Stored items
───

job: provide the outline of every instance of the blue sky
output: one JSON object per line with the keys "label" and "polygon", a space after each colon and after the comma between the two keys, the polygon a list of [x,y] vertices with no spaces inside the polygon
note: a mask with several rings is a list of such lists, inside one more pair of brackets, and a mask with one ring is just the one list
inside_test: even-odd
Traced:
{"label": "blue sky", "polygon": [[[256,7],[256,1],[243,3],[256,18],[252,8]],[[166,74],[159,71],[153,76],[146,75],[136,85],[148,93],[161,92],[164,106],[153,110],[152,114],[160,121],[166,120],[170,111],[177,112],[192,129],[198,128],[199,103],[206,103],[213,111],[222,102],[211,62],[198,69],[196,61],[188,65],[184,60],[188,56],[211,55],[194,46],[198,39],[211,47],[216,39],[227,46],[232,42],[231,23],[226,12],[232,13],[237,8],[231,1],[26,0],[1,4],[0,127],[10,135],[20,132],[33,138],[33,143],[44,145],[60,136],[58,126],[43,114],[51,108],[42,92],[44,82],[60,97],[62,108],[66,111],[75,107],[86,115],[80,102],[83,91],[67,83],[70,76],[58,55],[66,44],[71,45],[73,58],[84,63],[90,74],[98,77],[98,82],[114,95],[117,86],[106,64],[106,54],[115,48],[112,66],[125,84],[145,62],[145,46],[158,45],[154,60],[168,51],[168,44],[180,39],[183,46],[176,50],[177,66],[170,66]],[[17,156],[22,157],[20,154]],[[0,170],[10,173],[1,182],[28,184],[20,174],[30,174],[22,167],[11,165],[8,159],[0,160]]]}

───

# What is expected
Transcribe every entry exactly.

# Final result
job: provide the outline of every instance of the blue sky
output: one JSON object per line with the keys "label" and "polygon", a space after each colon and after the comma between the two keys, the polygon a list of [x,y] vertices with no spaces inside the polygon
note: a mask with several rings is a list of such lists, inside one more pair of brackets, and a mask with one ring is just the one list
inside_test: even-odd
Traced:
{"label": "blue sky", "polygon": [[[256,7],[256,1],[243,3],[256,18],[252,8]],[[166,74],[159,71],[153,76],[146,75],[136,85],[148,93],[161,92],[164,106],[153,110],[152,114],[160,121],[166,120],[170,111],[177,112],[192,129],[198,128],[199,103],[206,103],[213,111],[222,102],[211,62],[198,69],[196,61],[188,65],[184,60],[188,56],[211,55],[194,46],[198,39],[211,47],[216,39],[227,46],[232,42],[231,23],[226,12],[232,13],[237,8],[231,1],[26,0],[1,4],[0,127],[10,135],[20,132],[33,138],[33,143],[44,145],[60,136],[58,126],[43,114],[51,108],[42,92],[44,82],[60,97],[62,108],[66,111],[75,107],[86,115],[80,102],[83,91],[67,83],[70,76],[58,55],[66,44],[71,45],[73,58],[84,63],[90,74],[98,77],[98,82],[114,95],[117,86],[106,64],[106,54],[115,48],[112,66],[125,84],[145,62],[145,46],[158,45],[154,60],[168,51],[168,44],[180,39],[183,46],[176,50],[177,66],[170,66]],[[17,156],[22,157],[20,154]],[[0,170],[10,173],[1,182],[28,184],[20,174],[30,174],[22,167],[11,165],[8,159],[0,160]]]}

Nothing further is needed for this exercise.